# The task:
Copy each entry below unchanged; the images do not go in the copy.

START Excerpted records

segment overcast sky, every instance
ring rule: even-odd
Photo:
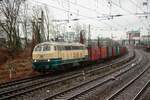
[[[140,30],[147,34],[148,22],[144,15],[136,13],[147,12],[143,6],[146,0],[29,0],[29,4],[35,6],[47,6],[50,15],[54,19],[68,19],[68,11],[72,16],[70,19],[78,18],[78,23],[91,25],[91,34],[95,38],[98,35],[125,38],[126,31]],[[110,4],[108,2],[111,2]],[[109,15],[118,15],[108,20]],[[99,18],[97,18],[99,17]],[[66,23],[72,25],[76,22]]]

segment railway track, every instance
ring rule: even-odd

END Excerpted records

# Your response:
segment overcast sky, every instance
ring rule: even-odd
Photo:
[[[140,30],[147,34],[148,22],[144,15],[136,13],[147,12],[143,6],[146,0],[29,0],[29,4],[35,6],[47,6],[50,15],[54,19],[68,19],[68,11],[72,16],[70,19],[78,18],[78,23],[91,25],[91,34],[95,38],[98,35],[125,38],[126,31]],[[110,4],[108,2],[111,2]],[[109,15],[118,15],[108,20]],[[99,18],[97,18],[99,17]],[[66,23],[72,25],[76,22]]]

segment railway track, every instance
ring rule: even-odd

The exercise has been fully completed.